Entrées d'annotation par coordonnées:
___

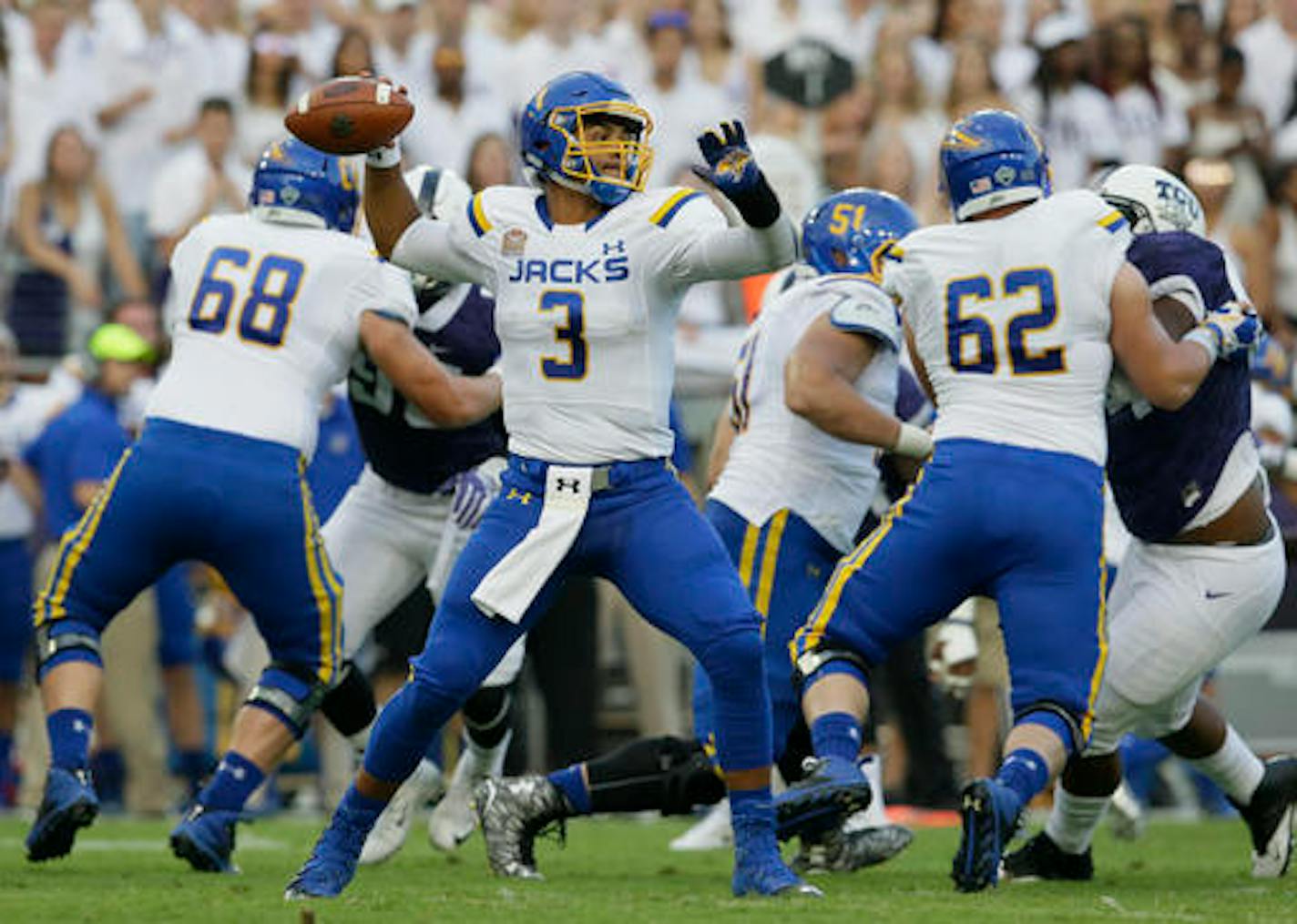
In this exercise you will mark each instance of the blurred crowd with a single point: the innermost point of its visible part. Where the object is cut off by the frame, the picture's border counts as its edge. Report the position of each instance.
(126, 122)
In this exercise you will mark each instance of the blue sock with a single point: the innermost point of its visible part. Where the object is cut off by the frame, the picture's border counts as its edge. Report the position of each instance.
(354, 804)
(837, 735)
(69, 737)
(571, 783)
(403, 730)
(236, 779)
(1025, 773)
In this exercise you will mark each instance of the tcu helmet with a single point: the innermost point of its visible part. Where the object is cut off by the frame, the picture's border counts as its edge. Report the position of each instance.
(1153, 199)
(553, 137)
(849, 231)
(440, 193)
(991, 158)
(294, 182)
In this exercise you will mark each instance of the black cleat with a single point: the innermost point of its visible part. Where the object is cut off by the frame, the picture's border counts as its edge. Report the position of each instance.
(1040, 858)
(1270, 817)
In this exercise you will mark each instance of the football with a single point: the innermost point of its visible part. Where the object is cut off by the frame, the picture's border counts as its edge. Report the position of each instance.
(349, 114)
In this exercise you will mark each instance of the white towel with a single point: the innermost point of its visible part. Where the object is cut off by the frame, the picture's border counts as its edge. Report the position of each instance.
(508, 589)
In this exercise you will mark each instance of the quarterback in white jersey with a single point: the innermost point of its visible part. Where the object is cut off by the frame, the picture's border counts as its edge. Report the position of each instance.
(587, 275)
(272, 308)
(1013, 315)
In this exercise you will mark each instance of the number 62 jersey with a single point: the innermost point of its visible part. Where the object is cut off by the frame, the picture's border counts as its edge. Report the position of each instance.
(265, 318)
(1011, 318)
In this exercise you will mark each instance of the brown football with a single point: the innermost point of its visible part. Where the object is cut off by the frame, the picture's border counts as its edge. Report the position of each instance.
(349, 114)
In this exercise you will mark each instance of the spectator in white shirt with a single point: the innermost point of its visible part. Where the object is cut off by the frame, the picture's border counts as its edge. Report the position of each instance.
(1152, 128)
(205, 179)
(148, 94)
(490, 162)
(271, 70)
(447, 118)
(1270, 48)
(681, 107)
(1071, 114)
(403, 48)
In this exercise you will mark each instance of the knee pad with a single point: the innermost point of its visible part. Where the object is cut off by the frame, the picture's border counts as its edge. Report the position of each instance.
(349, 706)
(819, 663)
(488, 716)
(691, 779)
(290, 692)
(1056, 718)
(64, 640)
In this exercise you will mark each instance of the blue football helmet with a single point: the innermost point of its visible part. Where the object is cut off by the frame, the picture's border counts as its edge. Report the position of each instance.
(294, 178)
(553, 135)
(993, 158)
(849, 231)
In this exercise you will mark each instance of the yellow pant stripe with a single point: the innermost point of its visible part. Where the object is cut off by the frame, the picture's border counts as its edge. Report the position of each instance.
(747, 556)
(54, 605)
(808, 636)
(323, 600)
(770, 563)
(1096, 679)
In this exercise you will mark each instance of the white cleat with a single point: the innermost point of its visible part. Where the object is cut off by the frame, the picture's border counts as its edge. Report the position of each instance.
(454, 819)
(389, 832)
(712, 832)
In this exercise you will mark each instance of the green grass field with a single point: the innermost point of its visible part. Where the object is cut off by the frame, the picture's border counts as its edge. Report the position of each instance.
(618, 871)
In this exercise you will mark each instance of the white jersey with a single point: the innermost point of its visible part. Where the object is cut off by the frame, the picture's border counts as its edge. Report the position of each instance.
(781, 461)
(587, 312)
(268, 318)
(1011, 318)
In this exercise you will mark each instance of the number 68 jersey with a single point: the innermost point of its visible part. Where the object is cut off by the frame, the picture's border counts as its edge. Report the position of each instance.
(1011, 318)
(266, 318)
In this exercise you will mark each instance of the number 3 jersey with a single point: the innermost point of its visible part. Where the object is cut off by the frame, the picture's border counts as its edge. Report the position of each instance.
(266, 318)
(585, 315)
(1011, 318)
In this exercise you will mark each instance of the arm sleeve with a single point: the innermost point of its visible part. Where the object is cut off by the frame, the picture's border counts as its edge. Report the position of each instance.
(446, 250)
(862, 308)
(384, 289)
(703, 249)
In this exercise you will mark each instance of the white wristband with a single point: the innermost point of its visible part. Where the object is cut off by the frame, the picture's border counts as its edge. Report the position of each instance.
(385, 157)
(914, 441)
(1207, 339)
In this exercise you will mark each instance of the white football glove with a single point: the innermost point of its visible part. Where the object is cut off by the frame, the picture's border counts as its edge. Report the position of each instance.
(1227, 330)
(954, 656)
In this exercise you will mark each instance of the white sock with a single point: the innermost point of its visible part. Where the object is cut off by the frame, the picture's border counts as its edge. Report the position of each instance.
(872, 767)
(1074, 817)
(1235, 768)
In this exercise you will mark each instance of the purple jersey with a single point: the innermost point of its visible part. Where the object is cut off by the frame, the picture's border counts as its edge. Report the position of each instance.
(1164, 465)
(403, 446)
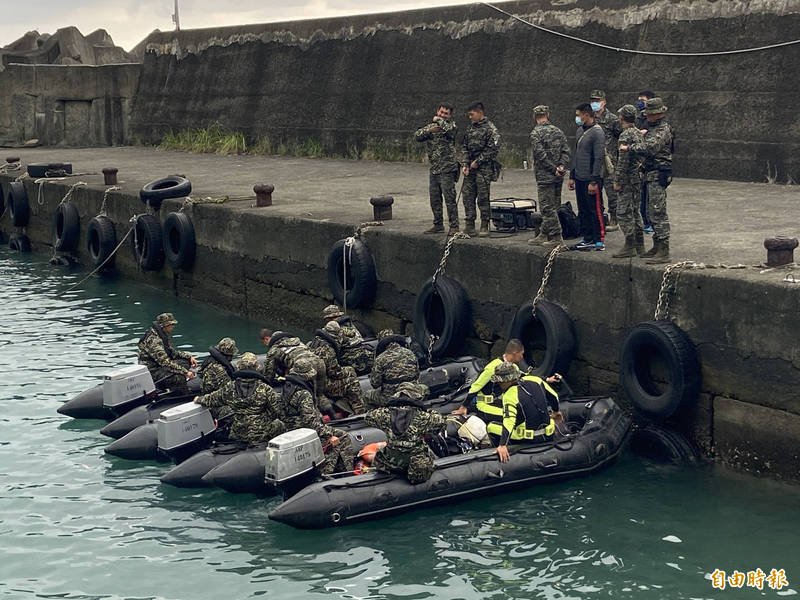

___

Objectif de la tâche:
Pouvez-vous citer mot pour mot les items, du début jusqu'à la ligne contenant "(1025, 773)", cette ligne comprise, en omettant les images ?

Réponse complète:
In this exercise you will mark each instance of the blurred crowd with a single point: the innermost point of its visible part. Where the object is cut off by the frame, the picture's border counts as its edge. Report the position of each instance.
(126, 122)
In this exercise you will mark each instance of the blue sock with a single point: the innermost point of its visible part. Where the object is cut off by the frame, the picture's border counts as its edge. Report the position of each instance.
(354, 804)
(837, 735)
(69, 737)
(571, 783)
(403, 730)
(236, 779)
(1025, 773)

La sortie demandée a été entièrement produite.